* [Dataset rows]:
****************
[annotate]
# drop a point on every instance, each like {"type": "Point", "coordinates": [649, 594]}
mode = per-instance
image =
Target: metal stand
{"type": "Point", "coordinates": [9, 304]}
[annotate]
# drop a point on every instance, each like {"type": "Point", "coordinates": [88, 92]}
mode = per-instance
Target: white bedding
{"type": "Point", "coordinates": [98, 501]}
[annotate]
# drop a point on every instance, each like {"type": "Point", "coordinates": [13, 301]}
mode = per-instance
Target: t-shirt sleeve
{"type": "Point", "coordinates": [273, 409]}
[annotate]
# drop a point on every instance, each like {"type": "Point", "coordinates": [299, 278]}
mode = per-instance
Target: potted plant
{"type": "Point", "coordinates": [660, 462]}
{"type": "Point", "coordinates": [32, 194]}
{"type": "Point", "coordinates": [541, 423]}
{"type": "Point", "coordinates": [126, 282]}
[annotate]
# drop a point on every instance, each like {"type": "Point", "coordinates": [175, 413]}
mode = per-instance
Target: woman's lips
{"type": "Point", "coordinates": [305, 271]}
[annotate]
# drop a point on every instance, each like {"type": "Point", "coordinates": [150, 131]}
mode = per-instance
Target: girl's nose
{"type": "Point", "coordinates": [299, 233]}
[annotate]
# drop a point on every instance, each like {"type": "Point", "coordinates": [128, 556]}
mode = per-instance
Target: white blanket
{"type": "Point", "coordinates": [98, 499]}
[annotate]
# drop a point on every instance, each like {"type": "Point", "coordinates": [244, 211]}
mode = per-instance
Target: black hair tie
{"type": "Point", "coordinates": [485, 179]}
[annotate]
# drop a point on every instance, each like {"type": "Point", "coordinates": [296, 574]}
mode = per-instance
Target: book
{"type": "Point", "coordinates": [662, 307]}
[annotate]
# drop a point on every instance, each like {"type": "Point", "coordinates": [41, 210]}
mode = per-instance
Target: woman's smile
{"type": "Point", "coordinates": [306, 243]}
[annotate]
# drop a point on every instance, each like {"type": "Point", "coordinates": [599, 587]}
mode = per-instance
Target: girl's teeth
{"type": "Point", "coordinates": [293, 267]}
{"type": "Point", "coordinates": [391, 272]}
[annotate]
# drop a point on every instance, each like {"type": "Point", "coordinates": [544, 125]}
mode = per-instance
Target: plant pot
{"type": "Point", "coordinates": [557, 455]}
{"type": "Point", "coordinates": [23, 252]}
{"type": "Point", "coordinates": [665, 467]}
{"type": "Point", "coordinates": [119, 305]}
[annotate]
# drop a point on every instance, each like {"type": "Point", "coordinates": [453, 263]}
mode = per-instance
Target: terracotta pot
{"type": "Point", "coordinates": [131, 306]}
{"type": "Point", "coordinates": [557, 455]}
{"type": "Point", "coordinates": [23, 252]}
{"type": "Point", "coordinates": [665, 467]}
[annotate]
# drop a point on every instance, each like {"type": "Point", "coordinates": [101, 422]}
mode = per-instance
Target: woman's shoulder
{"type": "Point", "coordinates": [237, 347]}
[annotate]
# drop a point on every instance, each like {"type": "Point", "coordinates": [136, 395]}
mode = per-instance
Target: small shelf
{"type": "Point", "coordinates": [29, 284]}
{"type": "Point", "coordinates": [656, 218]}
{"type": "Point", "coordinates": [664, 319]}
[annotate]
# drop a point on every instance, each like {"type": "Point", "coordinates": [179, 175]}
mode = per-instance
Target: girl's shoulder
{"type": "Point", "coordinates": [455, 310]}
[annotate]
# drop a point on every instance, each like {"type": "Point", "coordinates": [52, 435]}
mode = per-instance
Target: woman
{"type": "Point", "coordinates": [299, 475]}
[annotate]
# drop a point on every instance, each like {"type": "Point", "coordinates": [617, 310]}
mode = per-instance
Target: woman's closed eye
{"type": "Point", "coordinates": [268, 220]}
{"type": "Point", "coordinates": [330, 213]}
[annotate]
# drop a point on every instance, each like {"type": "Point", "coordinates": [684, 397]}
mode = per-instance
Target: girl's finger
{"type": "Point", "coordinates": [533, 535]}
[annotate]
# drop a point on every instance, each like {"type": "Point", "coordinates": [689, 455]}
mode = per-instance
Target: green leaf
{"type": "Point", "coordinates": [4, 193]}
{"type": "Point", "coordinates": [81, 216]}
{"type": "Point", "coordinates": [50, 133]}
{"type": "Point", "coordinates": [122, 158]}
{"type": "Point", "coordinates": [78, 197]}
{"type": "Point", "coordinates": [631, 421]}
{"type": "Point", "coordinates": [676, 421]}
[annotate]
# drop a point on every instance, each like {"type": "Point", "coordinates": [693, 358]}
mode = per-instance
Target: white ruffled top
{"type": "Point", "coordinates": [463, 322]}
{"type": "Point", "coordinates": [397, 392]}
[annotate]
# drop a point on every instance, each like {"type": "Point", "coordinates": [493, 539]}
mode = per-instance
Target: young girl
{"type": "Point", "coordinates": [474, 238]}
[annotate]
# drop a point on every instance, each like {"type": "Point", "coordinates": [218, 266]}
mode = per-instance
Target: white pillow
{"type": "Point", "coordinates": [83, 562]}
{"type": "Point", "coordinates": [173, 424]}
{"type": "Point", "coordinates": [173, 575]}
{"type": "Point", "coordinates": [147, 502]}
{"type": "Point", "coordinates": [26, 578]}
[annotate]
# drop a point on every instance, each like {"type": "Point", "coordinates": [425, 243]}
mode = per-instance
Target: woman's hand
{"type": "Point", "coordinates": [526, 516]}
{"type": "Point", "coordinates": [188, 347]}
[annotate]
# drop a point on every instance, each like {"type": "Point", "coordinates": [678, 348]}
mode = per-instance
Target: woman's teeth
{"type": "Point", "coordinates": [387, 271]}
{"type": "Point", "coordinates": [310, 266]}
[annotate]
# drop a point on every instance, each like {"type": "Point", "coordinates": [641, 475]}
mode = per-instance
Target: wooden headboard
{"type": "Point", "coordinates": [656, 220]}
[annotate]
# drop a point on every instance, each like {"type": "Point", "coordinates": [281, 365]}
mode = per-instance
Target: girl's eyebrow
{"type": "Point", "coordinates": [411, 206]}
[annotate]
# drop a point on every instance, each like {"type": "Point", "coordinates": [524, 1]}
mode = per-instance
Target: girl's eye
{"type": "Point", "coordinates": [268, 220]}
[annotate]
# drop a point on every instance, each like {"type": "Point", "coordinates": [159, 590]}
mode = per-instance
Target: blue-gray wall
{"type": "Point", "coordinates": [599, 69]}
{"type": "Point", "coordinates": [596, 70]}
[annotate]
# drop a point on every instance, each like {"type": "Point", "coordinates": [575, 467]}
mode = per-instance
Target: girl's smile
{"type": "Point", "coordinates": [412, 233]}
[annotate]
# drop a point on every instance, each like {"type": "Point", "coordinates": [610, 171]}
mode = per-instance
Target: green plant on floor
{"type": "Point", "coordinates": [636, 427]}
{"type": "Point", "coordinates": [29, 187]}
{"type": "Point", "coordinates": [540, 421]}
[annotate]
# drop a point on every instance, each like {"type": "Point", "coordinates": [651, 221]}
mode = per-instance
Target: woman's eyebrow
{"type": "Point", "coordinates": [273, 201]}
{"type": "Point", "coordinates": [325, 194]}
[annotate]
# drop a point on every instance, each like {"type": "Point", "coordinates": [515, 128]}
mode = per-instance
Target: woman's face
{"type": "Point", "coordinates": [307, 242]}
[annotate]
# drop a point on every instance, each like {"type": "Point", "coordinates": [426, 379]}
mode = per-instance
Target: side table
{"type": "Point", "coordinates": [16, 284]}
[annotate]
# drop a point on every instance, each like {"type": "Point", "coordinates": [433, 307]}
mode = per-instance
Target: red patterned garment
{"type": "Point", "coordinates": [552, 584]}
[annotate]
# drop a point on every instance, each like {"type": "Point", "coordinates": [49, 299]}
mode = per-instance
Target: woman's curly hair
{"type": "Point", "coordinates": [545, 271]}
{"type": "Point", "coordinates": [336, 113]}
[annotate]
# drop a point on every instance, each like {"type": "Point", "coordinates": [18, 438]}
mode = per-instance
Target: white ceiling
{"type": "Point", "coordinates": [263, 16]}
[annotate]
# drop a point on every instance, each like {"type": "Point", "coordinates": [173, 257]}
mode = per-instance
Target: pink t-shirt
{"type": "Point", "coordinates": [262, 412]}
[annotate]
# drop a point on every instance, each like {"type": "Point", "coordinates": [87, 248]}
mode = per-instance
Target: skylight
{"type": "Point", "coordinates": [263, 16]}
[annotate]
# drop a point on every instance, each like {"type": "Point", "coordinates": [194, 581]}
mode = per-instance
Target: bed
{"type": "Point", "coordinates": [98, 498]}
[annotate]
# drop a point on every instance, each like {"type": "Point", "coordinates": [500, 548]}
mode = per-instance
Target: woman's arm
****************
* [Short problem]:
How many lines in the dataset rows above contain the word "shoulder"? Give only the number.

* [Full response]:
2